§ GEGEBENE ANGABEN
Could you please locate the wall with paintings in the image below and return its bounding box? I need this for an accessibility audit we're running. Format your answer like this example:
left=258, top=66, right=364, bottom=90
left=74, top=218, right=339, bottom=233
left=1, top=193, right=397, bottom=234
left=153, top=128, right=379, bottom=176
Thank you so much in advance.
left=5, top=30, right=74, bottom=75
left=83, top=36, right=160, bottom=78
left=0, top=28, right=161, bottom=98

§ DIE AUFGABE
Zähle bitte, in wie vielen Zeilen der Einträge oben die Zeichenfolge „right“ vorkommt. Gib nur die Zahl an.

§ ANTWORT ZUR AUFGABE
7